#### WHAT THE TASK REQUIRES:
Recast the stretch from the start of the records through the line containing "37), (363, 39)]" as a numbered list, leaving out any blank lines and including nothing beyond that stretch.

INPUT FOR THIS TASK start

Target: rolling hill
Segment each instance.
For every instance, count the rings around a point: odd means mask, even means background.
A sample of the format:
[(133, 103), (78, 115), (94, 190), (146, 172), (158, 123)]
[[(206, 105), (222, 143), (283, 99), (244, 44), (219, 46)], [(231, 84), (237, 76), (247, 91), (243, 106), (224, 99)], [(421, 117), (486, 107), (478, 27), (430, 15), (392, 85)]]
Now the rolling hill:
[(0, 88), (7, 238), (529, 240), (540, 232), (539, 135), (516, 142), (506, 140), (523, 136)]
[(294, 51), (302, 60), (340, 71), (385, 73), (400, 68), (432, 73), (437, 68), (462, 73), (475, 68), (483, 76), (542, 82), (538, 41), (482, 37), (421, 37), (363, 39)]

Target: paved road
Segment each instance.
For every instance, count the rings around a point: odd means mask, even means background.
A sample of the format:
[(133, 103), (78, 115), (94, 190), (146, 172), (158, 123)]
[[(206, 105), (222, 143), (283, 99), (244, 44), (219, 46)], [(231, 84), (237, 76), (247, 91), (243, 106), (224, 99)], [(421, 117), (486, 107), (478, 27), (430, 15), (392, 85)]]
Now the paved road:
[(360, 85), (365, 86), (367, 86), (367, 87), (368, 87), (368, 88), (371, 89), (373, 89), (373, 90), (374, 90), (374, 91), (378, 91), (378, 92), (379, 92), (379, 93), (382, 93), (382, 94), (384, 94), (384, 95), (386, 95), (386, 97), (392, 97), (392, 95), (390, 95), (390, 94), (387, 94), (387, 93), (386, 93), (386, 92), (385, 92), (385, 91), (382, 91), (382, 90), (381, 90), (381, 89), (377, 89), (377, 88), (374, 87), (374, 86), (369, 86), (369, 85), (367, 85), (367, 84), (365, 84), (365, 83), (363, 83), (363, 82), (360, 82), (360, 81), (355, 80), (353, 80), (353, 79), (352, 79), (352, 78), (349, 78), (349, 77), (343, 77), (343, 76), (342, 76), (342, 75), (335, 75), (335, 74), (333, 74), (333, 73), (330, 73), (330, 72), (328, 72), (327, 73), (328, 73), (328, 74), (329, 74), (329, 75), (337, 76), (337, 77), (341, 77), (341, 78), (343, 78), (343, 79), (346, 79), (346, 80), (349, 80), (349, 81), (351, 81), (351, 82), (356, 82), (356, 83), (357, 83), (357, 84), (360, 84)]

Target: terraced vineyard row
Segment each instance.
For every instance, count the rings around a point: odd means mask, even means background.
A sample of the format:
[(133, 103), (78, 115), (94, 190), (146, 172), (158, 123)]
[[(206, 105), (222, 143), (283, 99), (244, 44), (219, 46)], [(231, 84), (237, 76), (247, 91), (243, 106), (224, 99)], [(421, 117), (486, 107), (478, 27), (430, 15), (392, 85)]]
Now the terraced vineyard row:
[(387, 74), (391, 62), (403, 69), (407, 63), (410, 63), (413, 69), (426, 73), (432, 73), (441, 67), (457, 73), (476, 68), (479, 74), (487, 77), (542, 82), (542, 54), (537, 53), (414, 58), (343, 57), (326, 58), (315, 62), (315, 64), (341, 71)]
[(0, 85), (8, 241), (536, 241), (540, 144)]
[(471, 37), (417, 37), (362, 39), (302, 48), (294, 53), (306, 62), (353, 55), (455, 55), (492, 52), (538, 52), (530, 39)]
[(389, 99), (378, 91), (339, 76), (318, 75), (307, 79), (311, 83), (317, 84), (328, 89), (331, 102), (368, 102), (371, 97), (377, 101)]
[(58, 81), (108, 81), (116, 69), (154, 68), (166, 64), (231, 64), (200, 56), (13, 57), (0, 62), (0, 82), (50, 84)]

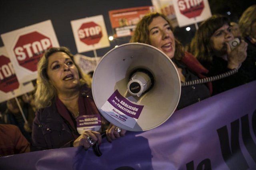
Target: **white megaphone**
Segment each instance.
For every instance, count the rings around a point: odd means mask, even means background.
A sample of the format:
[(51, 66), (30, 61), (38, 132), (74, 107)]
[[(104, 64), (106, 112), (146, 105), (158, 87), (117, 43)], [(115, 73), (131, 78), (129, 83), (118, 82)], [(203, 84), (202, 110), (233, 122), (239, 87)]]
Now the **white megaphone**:
[(103, 56), (92, 77), (92, 95), (101, 114), (130, 131), (145, 131), (165, 122), (180, 96), (171, 60), (151, 45), (128, 43)]

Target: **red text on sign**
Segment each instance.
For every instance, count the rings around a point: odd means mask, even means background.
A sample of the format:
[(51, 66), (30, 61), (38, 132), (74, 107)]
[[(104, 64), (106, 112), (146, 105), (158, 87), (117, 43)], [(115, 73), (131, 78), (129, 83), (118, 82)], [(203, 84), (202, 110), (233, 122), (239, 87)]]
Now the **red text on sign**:
[(14, 74), (13, 66), (11, 63), (1, 66), (0, 67), (0, 80), (2, 80), (4, 78), (7, 78)]
[(80, 29), (78, 30), (78, 36), (80, 39), (92, 36), (98, 35), (101, 31), (101, 28), (99, 26), (91, 27)]
[(51, 42), (48, 38), (42, 39), (40, 41), (36, 41), (32, 43), (28, 43), (22, 47), (17, 47), (14, 49), (14, 53), (17, 56), (17, 59), (22, 61), (26, 59), (26, 52), (29, 58), (33, 56), (33, 54), (40, 53), (47, 49), (51, 45)]
[(203, 0), (184, 0), (178, 2), (179, 8), (181, 11), (190, 9), (196, 6), (199, 5)]

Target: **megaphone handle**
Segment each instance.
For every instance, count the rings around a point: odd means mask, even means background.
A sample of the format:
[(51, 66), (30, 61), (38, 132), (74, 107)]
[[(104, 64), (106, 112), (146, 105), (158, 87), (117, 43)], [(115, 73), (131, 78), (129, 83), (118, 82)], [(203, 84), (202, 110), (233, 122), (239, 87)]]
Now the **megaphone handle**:
[[(102, 138), (105, 137), (106, 136), (106, 131), (104, 131), (102, 132), (100, 134), (101, 135)], [(100, 156), (101, 155), (102, 155), (102, 153), (100, 150), (100, 147), (99, 147), (99, 145), (98, 144), (98, 142), (96, 142), (96, 143), (95, 143), (95, 145), (92, 146), (92, 150), (93, 150), (93, 152), (96, 156)]]

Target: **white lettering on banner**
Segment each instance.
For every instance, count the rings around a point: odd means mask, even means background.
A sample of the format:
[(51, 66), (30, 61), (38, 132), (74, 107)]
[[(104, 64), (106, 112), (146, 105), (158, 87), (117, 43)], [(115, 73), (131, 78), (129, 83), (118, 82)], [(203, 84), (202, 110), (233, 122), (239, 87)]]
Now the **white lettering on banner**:
[(122, 105), (125, 107), (127, 107), (128, 109), (130, 109), (131, 110), (136, 111), (138, 111), (138, 108), (130, 106), (127, 104), (126, 103), (124, 102), (122, 100), (121, 101), (120, 103), (122, 104)]
[[(119, 107), (120, 109), (122, 109), (123, 111), (126, 111), (126, 112), (128, 113), (130, 113), (130, 114), (131, 114), (132, 115), (136, 115), (136, 114), (137, 113), (136, 112), (134, 112), (133, 111), (131, 111), (130, 110), (129, 110), (128, 109), (124, 107), (123, 106), (122, 106), (120, 105), (120, 104), (117, 104), (116, 106), (117, 106), (117, 107)], [(131, 106), (131, 107), (132, 107), (132, 106)]]
[(8, 63), (8, 64), (3, 65), (0, 68), (0, 80), (1, 80), (4, 78), (7, 78), (14, 74), (14, 71), (11, 63)]
[(86, 37), (98, 35), (100, 34), (101, 31), (101, 29), (99, 26), (80, 29), (78, 30), (78, 36), (80, 38), (83, 39)]
[(181, 11), (187, 9), (190, 9), (194, 6), (199, 5), (203, 0), (184, 0), (178, 1), (179, 8)]
[(40, 42), (36, 41), (32, 44), (30, 43), (25, 44), (22, 47), (17, 47), (14, 49), (14, 53), (18, 55), (18, 60), (22, 61), (25, 60), (26, 57), (25, 50), (27, 52), (28, 57), (31, 58), (33, 57), (33, 54), (38, 53), (43, 50), (46, 50), (50, 45), (51, 42), (50, 40), (47, 38), (44, 38), (40, 40)]

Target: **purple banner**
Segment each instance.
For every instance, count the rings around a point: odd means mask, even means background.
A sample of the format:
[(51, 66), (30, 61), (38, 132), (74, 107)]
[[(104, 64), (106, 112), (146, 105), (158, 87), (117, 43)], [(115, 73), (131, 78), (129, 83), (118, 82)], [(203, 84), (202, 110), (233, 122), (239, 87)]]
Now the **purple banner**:
[(174, 112), (161, 125), (127, 132), (102, 155), (52, 149), (0, 158), (4, 170), (256, 169), (256, 81)]

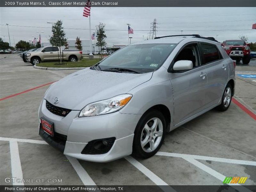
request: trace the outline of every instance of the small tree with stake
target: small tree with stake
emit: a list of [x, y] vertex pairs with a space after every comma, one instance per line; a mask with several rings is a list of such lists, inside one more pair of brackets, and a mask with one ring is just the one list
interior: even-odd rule
[[82, 51], [83, 47], [82, 45], [82, 41], [80, 39], [80, 37], [79, 37], [78, 36], [76, 37], [76, 45], [75, 46], [76, 48], [79, 50], [79, 51]]
[[[100, 22], [99, 25], [96, 26], [97, 30], [97, 42], [96, 45], [100, 47], [100, 52], [101, 51], [102, 47], [107, 44], [105, 41], [105, 39], [107, 38], [107, 36], [105, 34], [105, 24]], [[102, 58], [103, 56], [102, 56]]]
[[[60, 52], [60, 47], [64, 46], [67, 44], [67, 39], [65, 37], [66, 33], [63, 30], [62, 26], [62, 21], [58, 20], [52, 25], [52, 36], [49, 39], [50, 43], [53, 46], [59, 47], [60, 53], [60, 62], [61, 62], [61, 53]], [[59, 55], [58, 55], [59, 57]]]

INPUT FOR THIS TASK end

#### SOLUTION:
1. Target: rolling hill
2. Segment each instance.
3. For every instance, count the rings around a point: odd means mask, even means background.
4. A sample of the format:
5. [(133, 103), (78, 115), (94, 190), (146, 172), (158, 123)]
6. [[(206, 105), (222, 143), (283, 99), (244, 44), (219, 46)], [(231, 84), (237, 76), (247, 91), (243, 106), (224, 99)], [(421, 117), (486, 107), (478, 27), (430, 15), (392, 85)]]
7. Now the rolling hill:
8. [(0, 88), (7, 238), (529, 240), (540, 232), (539, 135), (516, 142), (506, 140), (523, 136)]
9. [(294, 51), (302, 60), (340, 71), (385, 73), (400, 68), (432, 73), (437, 68), (462, 73), (475, 68), (483, 76), (542, 82), (538, 41), (482, 37), (421, 37), (363, 39)]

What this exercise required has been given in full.